• PROBLEM
In the records that follow, the lines from the one containing "Query: green grass field" to the one containing "Query: red sock", inclusive, are to be given again exactly.

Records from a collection
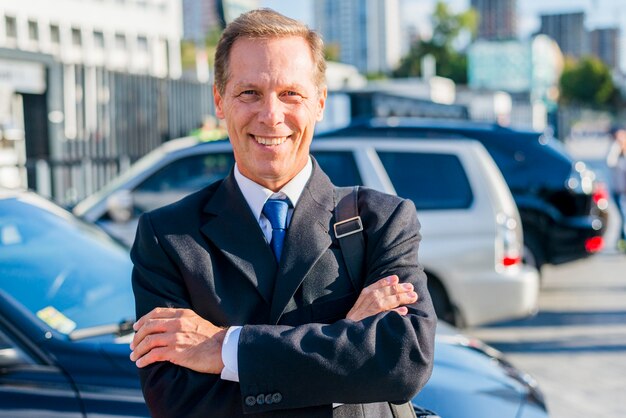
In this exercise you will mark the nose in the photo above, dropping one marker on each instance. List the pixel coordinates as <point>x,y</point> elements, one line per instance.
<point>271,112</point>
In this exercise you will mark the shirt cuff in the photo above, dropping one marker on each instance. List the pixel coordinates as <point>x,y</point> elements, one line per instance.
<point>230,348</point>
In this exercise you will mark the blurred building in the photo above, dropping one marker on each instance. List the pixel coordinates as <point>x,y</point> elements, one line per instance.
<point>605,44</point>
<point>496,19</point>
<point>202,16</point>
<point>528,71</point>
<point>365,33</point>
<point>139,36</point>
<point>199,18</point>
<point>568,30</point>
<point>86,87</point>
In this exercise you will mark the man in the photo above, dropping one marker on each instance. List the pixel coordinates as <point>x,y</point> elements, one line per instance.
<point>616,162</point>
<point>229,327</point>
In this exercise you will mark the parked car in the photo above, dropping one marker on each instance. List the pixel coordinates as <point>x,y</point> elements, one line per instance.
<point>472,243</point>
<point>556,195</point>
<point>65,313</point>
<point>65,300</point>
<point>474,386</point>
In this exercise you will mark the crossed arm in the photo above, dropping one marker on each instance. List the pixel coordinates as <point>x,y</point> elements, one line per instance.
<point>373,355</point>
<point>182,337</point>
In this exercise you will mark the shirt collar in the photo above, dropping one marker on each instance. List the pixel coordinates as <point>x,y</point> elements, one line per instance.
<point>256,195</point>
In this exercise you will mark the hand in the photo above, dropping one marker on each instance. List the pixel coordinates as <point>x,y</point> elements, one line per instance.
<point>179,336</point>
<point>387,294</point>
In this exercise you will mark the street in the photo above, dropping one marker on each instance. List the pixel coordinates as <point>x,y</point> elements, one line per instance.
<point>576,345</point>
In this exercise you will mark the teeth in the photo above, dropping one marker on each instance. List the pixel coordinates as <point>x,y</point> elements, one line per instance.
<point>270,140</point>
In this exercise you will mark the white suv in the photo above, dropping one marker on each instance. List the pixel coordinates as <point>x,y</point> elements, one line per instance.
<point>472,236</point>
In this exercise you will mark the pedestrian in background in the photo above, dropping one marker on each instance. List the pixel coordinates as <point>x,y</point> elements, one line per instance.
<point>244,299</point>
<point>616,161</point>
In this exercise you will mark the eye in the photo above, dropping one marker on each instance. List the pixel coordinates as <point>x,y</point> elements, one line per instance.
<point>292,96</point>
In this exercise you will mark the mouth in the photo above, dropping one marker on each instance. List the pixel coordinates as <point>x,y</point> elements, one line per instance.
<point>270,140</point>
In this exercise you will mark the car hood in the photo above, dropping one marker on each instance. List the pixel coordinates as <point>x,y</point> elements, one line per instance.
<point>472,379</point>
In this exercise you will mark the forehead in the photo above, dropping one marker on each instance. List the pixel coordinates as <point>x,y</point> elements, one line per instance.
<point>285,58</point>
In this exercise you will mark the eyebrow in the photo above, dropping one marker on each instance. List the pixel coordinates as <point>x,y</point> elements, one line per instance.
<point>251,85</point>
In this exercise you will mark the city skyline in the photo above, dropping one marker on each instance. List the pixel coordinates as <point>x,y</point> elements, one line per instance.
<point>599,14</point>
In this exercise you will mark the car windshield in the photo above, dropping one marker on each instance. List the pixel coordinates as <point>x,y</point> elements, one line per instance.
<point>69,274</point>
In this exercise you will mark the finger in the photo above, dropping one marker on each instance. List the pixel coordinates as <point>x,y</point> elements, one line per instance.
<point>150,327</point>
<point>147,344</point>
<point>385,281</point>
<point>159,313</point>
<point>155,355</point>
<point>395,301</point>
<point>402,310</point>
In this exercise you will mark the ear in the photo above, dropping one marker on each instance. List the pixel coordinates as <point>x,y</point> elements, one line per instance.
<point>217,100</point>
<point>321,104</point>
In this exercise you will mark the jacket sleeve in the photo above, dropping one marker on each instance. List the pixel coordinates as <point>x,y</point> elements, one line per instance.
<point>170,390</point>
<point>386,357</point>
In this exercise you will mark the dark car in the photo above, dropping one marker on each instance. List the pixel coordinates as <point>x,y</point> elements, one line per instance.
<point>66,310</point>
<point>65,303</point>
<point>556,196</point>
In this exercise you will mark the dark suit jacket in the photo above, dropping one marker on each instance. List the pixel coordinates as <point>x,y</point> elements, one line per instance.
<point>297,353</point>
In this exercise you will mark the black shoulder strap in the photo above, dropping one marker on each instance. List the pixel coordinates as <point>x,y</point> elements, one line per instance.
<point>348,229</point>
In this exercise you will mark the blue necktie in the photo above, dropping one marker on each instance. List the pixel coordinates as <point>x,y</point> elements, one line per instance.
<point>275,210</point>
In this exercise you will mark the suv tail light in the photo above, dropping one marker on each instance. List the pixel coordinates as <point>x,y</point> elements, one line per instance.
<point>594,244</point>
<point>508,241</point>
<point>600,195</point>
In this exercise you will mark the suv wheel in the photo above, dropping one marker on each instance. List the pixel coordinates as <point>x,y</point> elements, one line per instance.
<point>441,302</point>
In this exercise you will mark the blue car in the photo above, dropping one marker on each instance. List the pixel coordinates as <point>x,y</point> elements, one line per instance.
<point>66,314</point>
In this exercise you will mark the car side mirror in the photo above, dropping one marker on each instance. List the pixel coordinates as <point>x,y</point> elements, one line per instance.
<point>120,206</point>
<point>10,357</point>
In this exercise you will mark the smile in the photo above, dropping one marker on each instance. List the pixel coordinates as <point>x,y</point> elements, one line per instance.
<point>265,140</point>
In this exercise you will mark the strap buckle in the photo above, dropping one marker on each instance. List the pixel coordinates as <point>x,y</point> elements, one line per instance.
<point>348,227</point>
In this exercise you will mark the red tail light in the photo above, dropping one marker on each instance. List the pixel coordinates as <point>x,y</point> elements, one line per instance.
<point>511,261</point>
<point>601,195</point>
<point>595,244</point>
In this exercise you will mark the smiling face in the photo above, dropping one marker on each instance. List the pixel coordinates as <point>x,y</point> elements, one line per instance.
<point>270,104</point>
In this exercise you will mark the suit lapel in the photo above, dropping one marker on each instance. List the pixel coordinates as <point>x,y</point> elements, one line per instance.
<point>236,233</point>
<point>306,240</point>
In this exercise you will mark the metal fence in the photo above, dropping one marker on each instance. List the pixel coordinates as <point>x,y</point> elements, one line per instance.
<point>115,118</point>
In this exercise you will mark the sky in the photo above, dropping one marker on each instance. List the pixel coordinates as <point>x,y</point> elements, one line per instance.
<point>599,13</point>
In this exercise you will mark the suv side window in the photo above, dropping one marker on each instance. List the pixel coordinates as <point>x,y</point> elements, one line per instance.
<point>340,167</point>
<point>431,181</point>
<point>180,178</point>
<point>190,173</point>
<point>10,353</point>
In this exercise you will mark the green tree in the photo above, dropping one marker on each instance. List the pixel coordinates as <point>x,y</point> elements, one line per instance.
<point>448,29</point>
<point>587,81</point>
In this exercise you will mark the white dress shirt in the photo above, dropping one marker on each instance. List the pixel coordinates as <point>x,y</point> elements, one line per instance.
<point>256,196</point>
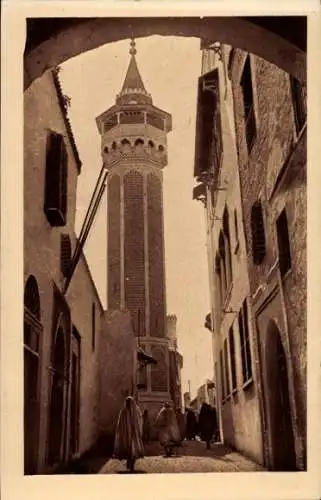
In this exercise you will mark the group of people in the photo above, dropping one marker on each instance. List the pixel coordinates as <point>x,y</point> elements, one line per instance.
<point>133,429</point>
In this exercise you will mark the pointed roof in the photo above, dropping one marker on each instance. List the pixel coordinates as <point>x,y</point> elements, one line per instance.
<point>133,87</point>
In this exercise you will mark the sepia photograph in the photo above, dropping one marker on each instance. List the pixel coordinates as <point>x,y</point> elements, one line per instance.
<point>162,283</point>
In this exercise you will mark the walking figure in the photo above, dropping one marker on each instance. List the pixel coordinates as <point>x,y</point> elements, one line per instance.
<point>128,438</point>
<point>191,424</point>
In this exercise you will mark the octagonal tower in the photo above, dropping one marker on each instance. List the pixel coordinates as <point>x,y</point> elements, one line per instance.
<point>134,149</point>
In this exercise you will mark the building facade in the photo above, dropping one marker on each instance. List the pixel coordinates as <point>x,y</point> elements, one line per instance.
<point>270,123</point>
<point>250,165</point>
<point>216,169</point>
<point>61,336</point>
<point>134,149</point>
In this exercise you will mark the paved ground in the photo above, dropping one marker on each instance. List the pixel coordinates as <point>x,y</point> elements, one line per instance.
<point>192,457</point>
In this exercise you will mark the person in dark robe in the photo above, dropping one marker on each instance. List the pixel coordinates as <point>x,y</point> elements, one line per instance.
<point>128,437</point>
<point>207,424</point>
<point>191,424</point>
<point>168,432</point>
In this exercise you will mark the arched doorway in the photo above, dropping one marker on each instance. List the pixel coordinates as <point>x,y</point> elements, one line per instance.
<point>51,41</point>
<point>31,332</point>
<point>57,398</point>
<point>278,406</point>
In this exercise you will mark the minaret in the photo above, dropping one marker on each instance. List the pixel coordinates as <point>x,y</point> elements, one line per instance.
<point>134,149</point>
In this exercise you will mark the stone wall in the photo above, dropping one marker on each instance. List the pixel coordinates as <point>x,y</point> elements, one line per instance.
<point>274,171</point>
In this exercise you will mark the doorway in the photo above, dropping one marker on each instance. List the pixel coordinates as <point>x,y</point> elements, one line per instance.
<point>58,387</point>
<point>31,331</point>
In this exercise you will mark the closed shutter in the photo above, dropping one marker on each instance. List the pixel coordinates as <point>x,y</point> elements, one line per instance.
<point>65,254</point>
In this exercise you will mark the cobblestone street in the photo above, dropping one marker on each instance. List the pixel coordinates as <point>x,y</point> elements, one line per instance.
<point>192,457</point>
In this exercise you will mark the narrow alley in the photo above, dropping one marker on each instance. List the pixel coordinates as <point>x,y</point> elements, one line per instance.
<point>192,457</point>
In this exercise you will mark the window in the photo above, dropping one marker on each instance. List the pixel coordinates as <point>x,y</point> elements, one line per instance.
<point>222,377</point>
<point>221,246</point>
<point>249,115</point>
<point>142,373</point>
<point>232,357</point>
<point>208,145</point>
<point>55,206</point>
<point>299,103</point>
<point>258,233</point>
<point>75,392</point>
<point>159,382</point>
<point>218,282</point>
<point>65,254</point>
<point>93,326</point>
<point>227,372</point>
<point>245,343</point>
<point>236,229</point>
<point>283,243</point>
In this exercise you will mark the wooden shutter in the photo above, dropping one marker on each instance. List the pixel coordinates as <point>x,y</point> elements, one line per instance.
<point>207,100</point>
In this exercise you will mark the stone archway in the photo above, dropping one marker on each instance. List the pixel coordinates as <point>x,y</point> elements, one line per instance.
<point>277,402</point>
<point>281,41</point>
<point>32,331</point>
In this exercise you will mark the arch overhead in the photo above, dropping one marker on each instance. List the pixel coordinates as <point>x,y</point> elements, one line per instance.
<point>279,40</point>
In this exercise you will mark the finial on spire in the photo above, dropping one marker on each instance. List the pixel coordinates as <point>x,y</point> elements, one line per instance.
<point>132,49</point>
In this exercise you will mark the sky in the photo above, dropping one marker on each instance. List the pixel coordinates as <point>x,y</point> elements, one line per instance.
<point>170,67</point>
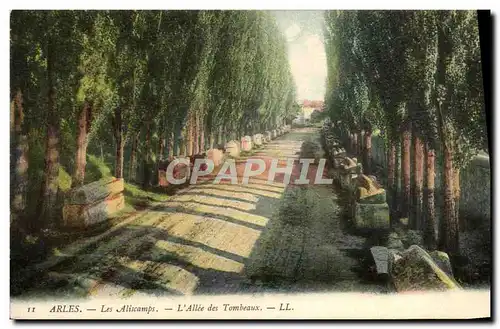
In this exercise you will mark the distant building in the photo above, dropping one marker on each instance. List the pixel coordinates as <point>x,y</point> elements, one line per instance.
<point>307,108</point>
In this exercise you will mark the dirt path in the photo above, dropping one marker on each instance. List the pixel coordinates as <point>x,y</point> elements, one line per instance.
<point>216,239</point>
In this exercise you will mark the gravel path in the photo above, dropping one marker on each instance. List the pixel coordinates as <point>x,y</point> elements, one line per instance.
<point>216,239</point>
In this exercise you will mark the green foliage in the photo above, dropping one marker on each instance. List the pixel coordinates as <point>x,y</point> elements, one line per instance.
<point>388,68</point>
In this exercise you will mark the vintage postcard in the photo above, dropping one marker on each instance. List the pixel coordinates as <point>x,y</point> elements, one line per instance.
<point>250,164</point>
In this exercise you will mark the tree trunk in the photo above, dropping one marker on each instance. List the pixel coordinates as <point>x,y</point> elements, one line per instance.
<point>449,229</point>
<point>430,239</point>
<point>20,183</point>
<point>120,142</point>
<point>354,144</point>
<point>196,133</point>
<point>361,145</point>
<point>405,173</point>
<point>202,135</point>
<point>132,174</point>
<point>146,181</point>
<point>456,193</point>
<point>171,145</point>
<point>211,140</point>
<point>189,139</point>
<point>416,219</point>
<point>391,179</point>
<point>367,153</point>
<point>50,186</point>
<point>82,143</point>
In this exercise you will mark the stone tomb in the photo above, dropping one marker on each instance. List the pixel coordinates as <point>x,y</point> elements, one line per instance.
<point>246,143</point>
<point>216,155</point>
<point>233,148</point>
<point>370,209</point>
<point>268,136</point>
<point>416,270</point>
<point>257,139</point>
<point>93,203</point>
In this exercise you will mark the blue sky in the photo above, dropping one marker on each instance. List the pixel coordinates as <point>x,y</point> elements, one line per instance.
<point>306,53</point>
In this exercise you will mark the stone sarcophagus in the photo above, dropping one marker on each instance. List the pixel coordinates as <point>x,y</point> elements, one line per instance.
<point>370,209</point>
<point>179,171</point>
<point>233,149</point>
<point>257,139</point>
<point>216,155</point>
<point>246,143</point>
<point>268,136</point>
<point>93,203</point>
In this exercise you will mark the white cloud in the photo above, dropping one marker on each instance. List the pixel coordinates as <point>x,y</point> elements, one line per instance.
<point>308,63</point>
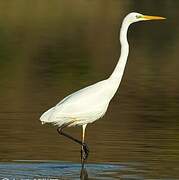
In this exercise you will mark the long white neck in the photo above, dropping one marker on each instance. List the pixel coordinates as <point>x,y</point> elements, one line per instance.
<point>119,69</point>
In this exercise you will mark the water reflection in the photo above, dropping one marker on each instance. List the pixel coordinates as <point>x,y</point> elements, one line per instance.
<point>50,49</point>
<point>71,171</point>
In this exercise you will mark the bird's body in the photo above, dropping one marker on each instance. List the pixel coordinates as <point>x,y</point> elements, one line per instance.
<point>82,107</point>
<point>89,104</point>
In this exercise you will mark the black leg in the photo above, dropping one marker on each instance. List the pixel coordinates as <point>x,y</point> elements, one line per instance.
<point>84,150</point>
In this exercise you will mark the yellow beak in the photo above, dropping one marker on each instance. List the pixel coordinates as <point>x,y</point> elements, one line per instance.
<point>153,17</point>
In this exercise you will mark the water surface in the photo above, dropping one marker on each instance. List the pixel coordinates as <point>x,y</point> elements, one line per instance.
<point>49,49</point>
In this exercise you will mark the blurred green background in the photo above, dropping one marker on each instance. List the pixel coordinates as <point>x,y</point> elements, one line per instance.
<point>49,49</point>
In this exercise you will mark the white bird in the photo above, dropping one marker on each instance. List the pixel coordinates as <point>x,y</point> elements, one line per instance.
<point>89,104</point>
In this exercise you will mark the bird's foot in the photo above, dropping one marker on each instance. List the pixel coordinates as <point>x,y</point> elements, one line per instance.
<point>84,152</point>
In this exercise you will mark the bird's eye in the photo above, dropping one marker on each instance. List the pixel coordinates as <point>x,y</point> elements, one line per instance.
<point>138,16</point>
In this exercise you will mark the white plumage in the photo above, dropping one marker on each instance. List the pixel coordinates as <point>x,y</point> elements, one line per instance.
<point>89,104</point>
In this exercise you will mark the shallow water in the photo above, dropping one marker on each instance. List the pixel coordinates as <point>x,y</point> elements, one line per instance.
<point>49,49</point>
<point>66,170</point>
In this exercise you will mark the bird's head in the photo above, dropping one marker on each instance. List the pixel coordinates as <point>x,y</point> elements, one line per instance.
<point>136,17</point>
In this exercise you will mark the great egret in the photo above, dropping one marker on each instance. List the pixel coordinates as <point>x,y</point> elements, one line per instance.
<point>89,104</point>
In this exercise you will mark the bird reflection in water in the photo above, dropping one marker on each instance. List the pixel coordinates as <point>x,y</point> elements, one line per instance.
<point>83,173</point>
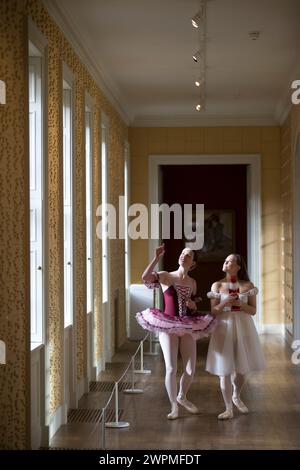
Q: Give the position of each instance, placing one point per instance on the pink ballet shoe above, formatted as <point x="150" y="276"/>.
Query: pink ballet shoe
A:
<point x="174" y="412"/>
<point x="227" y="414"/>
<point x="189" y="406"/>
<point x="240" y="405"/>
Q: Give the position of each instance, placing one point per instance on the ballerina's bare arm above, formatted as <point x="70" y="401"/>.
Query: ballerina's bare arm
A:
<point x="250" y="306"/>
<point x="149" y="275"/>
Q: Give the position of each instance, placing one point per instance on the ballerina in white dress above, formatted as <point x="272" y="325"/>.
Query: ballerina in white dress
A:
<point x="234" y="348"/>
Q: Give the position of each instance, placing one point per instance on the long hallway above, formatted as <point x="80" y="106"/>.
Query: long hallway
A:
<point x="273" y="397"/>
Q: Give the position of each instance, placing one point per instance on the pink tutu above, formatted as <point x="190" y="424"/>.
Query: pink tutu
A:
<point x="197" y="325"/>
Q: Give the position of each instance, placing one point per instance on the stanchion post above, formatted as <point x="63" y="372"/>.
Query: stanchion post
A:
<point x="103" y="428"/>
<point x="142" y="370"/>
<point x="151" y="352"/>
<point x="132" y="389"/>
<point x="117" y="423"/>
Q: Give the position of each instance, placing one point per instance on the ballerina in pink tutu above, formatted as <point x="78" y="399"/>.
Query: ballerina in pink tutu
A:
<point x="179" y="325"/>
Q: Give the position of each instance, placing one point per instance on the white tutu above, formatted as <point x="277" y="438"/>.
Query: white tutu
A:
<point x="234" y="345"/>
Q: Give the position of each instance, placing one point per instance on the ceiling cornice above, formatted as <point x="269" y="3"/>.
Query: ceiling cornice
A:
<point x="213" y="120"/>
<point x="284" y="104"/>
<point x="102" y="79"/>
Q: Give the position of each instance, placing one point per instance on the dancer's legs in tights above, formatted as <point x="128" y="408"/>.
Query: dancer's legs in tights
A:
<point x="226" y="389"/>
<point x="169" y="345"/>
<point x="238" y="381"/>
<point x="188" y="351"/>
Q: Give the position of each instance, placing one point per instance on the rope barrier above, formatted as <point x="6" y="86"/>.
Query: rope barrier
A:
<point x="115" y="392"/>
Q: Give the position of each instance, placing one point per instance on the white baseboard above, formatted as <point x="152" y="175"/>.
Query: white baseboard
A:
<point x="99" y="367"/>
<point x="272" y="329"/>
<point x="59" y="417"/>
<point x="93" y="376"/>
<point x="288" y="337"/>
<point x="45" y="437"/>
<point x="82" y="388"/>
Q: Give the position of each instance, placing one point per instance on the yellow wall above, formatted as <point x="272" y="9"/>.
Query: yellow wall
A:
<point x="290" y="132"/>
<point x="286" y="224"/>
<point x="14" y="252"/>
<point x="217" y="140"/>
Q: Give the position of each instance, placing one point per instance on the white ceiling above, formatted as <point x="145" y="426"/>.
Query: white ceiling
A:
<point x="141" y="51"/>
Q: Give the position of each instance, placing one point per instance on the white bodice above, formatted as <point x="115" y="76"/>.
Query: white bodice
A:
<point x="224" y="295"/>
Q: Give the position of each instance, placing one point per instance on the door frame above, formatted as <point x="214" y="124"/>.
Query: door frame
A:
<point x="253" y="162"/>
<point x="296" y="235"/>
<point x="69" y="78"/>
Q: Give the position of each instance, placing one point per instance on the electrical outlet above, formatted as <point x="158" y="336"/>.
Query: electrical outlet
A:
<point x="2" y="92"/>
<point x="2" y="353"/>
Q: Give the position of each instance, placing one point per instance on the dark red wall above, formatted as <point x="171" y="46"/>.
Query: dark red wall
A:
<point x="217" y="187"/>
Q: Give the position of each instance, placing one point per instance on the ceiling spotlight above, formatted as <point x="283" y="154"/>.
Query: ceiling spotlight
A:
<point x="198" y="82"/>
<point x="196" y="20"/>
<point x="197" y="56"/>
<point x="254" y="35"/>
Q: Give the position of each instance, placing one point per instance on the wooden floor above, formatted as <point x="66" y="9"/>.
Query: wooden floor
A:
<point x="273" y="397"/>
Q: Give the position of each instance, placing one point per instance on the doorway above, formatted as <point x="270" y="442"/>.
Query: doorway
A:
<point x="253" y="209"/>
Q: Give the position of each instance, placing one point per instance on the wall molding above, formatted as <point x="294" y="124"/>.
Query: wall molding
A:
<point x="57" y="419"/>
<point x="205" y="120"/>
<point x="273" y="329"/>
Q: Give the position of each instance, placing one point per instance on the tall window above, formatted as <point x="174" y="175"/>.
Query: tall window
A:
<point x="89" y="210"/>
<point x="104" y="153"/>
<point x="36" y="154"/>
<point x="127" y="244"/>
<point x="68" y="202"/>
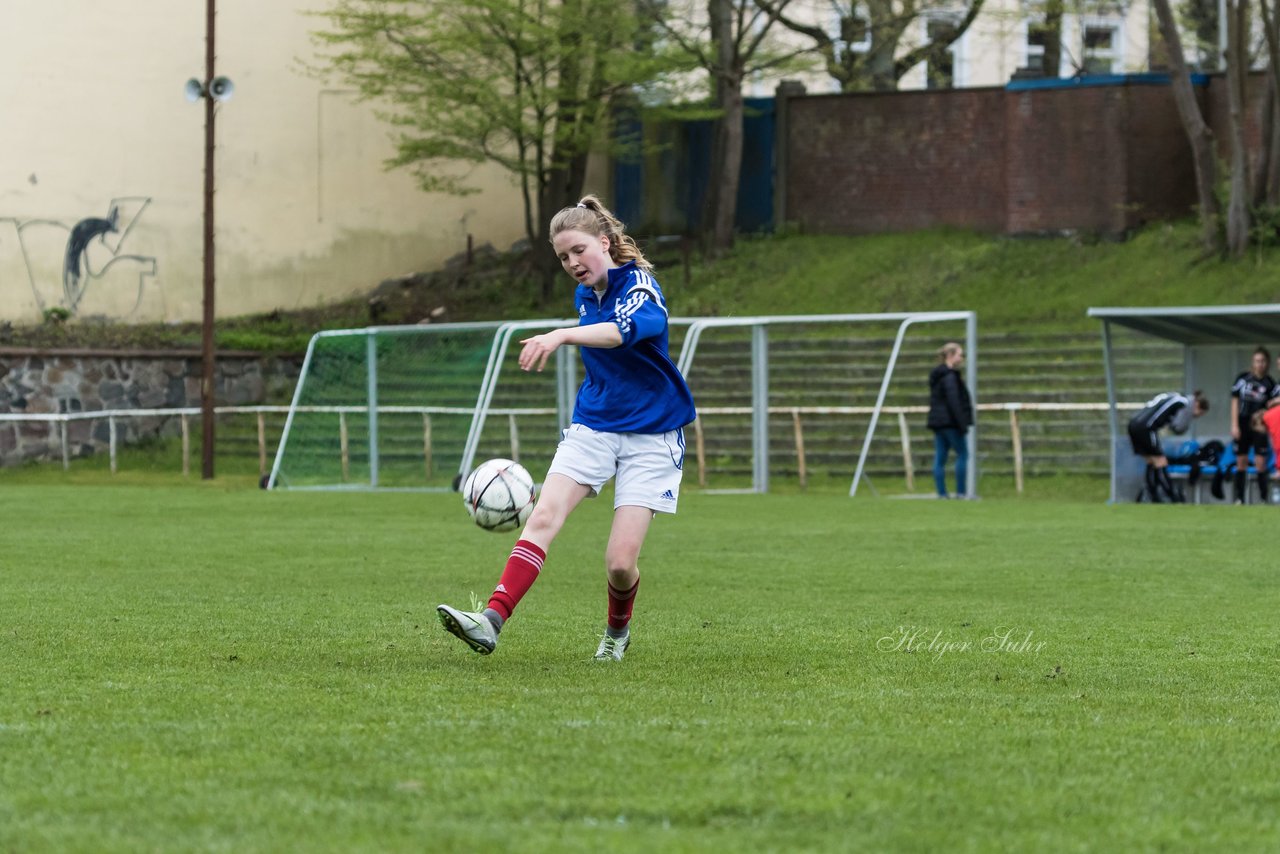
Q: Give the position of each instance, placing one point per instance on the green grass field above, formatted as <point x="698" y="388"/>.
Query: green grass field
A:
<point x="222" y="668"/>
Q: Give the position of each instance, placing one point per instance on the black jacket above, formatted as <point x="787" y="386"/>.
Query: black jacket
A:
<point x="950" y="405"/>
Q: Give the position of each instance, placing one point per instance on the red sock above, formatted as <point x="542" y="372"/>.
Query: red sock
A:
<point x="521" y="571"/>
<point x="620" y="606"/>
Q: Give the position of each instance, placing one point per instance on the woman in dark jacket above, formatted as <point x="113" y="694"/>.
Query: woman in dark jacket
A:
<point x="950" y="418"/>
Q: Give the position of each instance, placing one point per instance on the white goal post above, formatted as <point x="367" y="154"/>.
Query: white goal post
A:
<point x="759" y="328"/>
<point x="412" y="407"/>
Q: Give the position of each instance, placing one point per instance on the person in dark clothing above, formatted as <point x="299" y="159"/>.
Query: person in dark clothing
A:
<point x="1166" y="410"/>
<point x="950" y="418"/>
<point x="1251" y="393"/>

• ANSWER BOX
Query: green grass field
A:
<point x="222" y="668"/>
Q: Give the position of each instance, placing one point per instance on the black jacket above, formatted as <point x="787" y="386"/>.
Query: black jacket
A:
<point x="950" y="405"/>
Q: Give the position of each instance, placing one point per instance on the red sock above, formatted as <point x="542" y="372"/>.
Query: red sock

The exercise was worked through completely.